→ **Task details**: Every line below should be copied exactly; drop the pictures.

(Items from a data source)
-=-=-

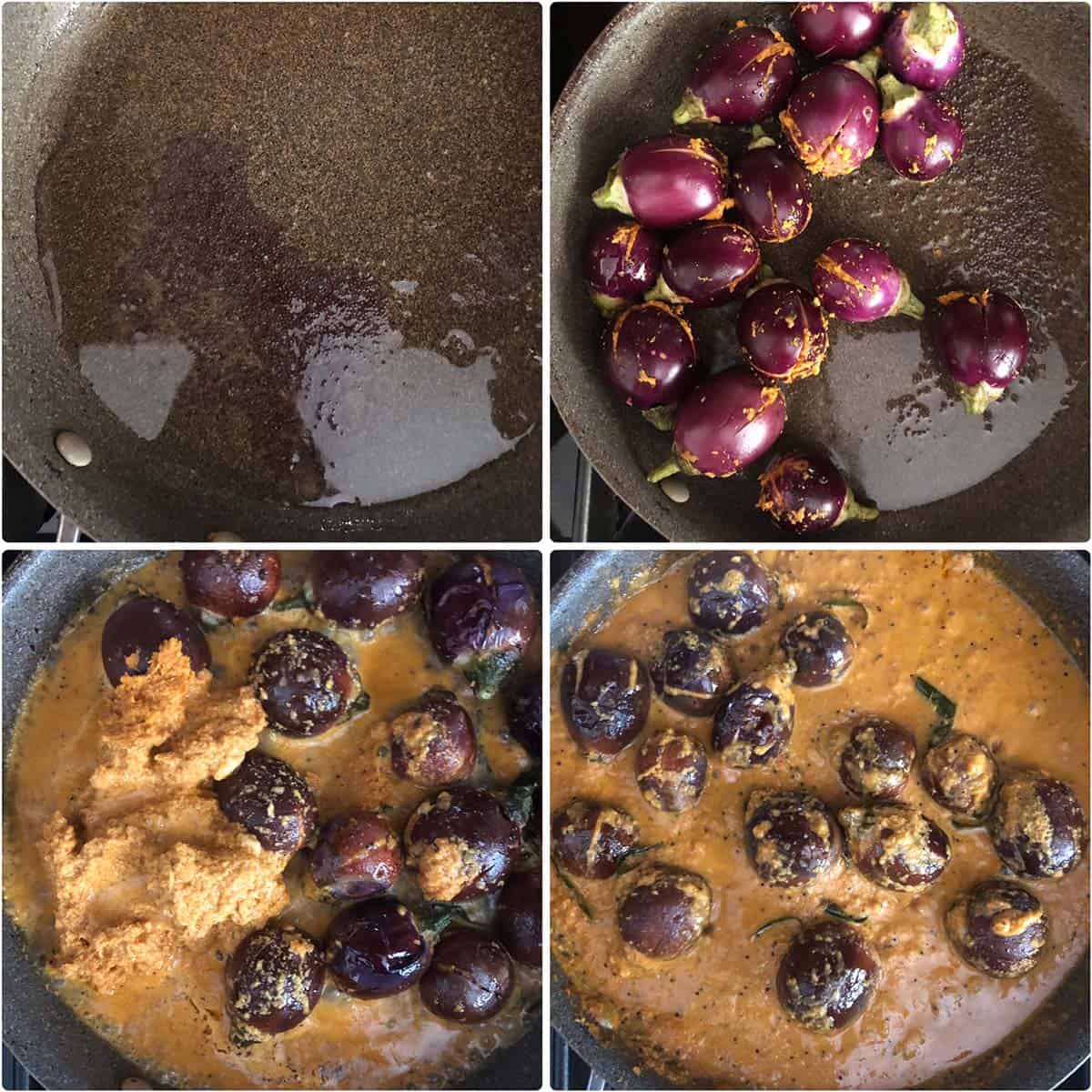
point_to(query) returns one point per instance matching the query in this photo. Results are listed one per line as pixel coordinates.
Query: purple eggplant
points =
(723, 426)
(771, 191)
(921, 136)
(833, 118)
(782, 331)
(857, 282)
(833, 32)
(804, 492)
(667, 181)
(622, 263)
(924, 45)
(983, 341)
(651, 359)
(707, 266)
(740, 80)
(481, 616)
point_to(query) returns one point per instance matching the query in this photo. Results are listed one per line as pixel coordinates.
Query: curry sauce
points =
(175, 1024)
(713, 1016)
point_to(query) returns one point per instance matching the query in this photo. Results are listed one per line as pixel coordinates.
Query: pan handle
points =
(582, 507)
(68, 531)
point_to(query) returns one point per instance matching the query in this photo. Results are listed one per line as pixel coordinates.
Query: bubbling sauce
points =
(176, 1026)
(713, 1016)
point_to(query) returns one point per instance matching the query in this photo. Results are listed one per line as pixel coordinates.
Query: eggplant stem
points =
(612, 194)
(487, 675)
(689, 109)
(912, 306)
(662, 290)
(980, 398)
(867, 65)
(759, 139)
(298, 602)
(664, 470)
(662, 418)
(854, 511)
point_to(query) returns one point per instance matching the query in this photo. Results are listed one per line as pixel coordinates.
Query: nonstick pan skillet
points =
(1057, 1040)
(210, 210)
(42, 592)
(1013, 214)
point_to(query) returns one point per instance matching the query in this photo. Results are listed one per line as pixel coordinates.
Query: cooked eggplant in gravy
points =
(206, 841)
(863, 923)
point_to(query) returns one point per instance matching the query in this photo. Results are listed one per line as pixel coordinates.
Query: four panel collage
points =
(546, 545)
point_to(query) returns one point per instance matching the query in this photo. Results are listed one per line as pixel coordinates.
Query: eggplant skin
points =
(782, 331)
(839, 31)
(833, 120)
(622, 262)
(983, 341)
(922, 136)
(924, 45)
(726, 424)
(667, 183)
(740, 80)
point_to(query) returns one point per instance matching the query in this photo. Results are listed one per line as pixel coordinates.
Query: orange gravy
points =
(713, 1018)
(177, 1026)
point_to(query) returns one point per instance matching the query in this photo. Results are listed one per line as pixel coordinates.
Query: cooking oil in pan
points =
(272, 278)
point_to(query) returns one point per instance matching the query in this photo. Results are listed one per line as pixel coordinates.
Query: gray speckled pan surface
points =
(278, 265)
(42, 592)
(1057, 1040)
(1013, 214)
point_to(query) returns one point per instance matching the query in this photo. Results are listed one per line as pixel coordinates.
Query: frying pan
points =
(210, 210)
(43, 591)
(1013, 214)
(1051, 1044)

-=-=-

→ **Result of the task**:
point_to(query) returns one point per instance matching the query in this photo. Results are listed one per line as pixel coordinates.
Query: purple eggplant
points =
(723, 426)
(771, 191)
(921, 136)
(833, 118)
(782, 331)
(857, 282)
(833, 32)
(804, 492)
(667, 181)
(622, 263)
(924, 45)
(983, 341)
(651, 359)
(707, 266)
(740, 80)
(481, 616)
point_to(query) returns one point per instance matching the query in this photo. Results are listed one per line as pixel coordinates.
Query: curry sauce
points =
(175, 1024)
(713, 1016)
point_to(query) returns one point per instance matching the query in this photo. Results are listed one per line as pixel coordinates.
Query: pan handle
points =
(582, 507)
(68, 531)
point_to(query) returns one point per instance matching the query in this photo. Results are listed one per line as pixel coordinates.
Query: bubbling sauce
points =
(176, 1026)
(713, 1016)
point_to(query) returns one point per instance matching the query in this photo. Results are listed one per line as pixel coordinates.
Query: eggplant stem
points =
(612, 194)
(487, 675)
(689, 109)
(912, 306)
(662, 290)
(980, 398)
(867, 65)
(759, 139)
(298, 602)
(664, 470)
(662, 418)
(854, 511)
point_to(query) returns one point per instance matching the query in this photo. Results are listed one per line as pixel coordinates.
Query: nonstick pan skillet
points =
(1057, 1040)
(210, 210)
(42, 592)
(1013, 214)
point_to(query) returns one point per instance matching the query in this photo. Results are listed one per line as pixel coordinates.
Query: cooked eggplant in gravy
points =
(206, 841)
(863, 923)
point_to(query) returns one point per instance matching the query in this photo. Results are listed one per line as pixel coordinates.
Query: four panel collage
points =
(546, 545)
point_to(query) returns one point per instance matching the query in this photo. Results are listed one per line as pixel coordinates.
Query: eggplant skin
points =
(782, 331)
(839, 31)
(833, 120)
(622, 262)
(983, 341)
(922, 136)
(924, 45)
(726, 424)
(667, 183)
(740, 80)
point_to(query) returns one point per instance matching the query in this photo. Results are listed one per line as pixel coordinates.
Query: orange gravy
points =
(713, 1018)
(177, 1026)
point_to(query) returns one point per instance matching the query in this photo. Results are listed one per line as pixel coordinates.
Query: cooking oil in pan
points =
(272, 278)
point_to(query) returns one point per instance matching the query in this photo. Results are listed one per line as pixel coordinates.
Query: gray speckled pan surface
points =
(278, 265)
(42, 592)
(1057, 1040)
(1013, 214)
point_to(query) returns one point per instance matching the query in this photo. Results are listed one per line as pixel coordinates.
Query: frying pan
points =
(210, 210)
(43, 591)
(1013, 214)
(1051, 1044)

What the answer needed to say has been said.